§ **Task brief**: Put the lines of the entries below into a numbered list, from the first line up to and including the line containing "[0, 384, 1045, 675]". Leave out the blank lines.

§ **Region annotation entries**:
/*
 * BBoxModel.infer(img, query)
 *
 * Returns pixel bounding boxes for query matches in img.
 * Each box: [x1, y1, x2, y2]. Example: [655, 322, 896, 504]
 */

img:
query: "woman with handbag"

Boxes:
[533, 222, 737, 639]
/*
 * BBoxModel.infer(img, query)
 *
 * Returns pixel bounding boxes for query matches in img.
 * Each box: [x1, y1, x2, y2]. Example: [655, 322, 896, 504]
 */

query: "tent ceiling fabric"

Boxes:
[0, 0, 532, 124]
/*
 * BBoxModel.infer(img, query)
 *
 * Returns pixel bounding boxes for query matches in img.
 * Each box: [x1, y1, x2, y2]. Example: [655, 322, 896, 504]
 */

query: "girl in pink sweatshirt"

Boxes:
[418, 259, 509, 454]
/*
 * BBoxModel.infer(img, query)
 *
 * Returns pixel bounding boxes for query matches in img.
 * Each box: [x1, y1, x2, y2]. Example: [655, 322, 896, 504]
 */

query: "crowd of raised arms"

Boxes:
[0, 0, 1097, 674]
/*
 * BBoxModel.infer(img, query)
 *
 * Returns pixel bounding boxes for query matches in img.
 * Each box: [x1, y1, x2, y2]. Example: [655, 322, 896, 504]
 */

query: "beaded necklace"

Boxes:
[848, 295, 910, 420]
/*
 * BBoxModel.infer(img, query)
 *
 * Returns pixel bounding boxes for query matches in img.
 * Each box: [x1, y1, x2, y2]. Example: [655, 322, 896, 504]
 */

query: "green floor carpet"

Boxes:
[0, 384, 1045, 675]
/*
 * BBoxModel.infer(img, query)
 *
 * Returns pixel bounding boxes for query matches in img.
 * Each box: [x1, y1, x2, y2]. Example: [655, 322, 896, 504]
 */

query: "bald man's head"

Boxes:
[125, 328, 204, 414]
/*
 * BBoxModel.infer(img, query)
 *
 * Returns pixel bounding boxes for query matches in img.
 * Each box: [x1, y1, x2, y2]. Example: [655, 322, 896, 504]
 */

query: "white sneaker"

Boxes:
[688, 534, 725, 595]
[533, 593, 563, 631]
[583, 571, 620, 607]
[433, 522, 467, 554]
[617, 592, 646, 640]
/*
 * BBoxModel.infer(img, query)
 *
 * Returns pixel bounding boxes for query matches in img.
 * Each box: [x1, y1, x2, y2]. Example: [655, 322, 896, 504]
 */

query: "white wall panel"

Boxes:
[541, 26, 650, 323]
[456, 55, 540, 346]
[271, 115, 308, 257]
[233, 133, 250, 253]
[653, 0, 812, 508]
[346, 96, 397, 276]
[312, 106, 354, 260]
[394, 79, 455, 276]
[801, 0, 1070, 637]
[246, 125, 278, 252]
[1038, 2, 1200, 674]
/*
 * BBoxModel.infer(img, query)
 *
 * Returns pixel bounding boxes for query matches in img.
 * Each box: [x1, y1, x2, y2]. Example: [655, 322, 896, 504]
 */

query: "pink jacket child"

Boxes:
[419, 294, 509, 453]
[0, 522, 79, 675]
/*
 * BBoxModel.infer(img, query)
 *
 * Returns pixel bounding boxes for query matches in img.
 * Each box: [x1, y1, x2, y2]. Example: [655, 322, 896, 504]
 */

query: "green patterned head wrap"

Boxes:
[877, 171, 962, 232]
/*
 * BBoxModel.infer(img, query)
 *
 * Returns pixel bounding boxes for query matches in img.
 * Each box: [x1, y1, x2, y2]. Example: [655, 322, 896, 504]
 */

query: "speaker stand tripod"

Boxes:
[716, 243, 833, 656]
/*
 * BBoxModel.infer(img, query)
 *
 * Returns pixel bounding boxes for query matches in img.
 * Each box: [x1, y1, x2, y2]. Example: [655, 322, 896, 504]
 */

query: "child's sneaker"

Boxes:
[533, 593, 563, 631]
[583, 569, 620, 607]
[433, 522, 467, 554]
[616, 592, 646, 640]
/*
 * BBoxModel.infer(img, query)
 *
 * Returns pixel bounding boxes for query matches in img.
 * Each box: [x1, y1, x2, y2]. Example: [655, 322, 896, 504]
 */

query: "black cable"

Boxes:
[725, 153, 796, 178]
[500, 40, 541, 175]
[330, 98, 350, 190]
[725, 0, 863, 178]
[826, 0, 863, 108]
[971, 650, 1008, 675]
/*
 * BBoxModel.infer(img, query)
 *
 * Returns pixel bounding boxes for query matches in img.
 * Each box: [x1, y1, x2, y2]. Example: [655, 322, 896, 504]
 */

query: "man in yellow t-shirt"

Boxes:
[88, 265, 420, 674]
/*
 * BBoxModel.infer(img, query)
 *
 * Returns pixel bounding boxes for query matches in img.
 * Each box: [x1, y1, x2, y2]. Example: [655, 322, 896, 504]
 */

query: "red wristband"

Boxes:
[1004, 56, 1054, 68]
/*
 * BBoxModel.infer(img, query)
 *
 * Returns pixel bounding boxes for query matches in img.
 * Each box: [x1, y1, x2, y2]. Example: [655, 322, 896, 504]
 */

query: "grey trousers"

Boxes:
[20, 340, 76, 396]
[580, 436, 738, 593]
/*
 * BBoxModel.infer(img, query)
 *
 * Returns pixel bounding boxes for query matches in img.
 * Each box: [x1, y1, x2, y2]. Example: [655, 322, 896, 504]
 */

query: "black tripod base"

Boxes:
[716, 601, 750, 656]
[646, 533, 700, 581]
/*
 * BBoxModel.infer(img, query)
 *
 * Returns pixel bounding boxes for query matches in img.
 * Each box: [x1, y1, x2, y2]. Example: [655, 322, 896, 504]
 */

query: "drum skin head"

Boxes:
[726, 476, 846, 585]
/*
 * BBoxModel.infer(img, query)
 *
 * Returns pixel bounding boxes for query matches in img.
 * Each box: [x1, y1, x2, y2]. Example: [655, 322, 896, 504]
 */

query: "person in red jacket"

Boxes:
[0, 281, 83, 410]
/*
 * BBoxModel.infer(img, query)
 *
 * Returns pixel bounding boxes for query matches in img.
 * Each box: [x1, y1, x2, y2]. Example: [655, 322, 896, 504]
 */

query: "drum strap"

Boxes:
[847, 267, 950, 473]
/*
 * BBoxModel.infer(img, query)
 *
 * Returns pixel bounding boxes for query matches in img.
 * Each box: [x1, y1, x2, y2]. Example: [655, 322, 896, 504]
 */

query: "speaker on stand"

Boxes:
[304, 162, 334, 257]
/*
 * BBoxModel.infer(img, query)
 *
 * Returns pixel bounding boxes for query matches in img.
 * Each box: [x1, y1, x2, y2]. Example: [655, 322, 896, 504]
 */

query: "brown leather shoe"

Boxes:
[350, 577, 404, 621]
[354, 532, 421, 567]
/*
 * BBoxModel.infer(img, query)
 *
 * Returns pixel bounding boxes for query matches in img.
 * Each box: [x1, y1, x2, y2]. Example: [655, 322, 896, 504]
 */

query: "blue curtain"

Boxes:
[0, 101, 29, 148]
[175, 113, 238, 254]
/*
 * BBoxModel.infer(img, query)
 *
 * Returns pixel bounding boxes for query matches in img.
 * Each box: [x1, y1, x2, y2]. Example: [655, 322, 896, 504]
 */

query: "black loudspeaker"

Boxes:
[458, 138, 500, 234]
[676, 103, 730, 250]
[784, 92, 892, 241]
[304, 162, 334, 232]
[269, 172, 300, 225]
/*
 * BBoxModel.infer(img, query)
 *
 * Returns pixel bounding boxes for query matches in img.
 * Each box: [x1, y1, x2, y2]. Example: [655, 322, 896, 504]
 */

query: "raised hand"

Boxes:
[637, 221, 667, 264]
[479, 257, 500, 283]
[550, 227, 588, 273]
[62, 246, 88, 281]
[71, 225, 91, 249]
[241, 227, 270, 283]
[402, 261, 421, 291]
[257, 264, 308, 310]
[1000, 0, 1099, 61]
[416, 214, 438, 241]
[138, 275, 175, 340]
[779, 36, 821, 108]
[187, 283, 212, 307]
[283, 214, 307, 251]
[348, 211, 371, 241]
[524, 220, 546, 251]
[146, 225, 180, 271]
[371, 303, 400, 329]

§ **Task solution**:
1. /*
2.  * BBoxModel.infer(img, query)
3.  *
4.  * Returns pixel bounding boxes for query matches in img.
5.  * Each box: [x1, y1, x2, y2]. Example: [655, 322, 896, 504]
6.  */
7. img:
8. query: "woman with handbag"
9. Boxes:
10. [533, 222, 737, 639]
11. /*
12.  * BBoxModel.infer(img, query)
13.  *
14.  * Returns pixel bounding boxes for query matches in img.
15.  * Each box: [x1, y1, x2, y2]. Example: [655, 322, 896, 504]
16.  */
17. query: "tent ceiling fabric"
18. Boxes:
19. [0, 0, 532, 124]
20. /*
21.  * BBoxModel.infer(img, query)
22.  *
23.  * Returns pixel bounding boxes for query matches in img.
24.  * Each box: [x1, y1, x2, y2]. Example: [655, 322, 896, 504]
25.  */
26. query: "girl in pink sweatshirt"
27. Boxes:
28. [418, 259, 509, 454]
29. /*
30.  * BBoxModel.infer(img, query)
31.  *
32.  * Returns pixel bounding boxes for query matches in img.
33.  * Each box: [x1, y1, x2, y2]. Example: [655, 322, 896, 504]
34.  */
35. query: "crowd of raised arms"
36. Boxes:
37. [0, 0, 1097, 674]
38. /*
39.  * BBoxModel.infer(img, query)
40.  *
41.  * Returns pixel bounding boxes for query matches in img.
42.  * Each box: [x1, y1, x2, y2]. Example: [655, 322, 896, 504]
43.  */
44. query: "beaded necklace"
45. Boxes:
46. [848, 295, 910, 420]
47. /*
48.  * BBoxModel.infer(img, query)
49.  *
50.  * Returns pixel bounding boxes for query matches in img.
51.  * Each box: [x1, y1, x2, y2]. Example: [655, 322, 896, 504]
52.  */
53. query: "green floor carpet"
54. Boxes:
55. [0, 384, 1045, 675]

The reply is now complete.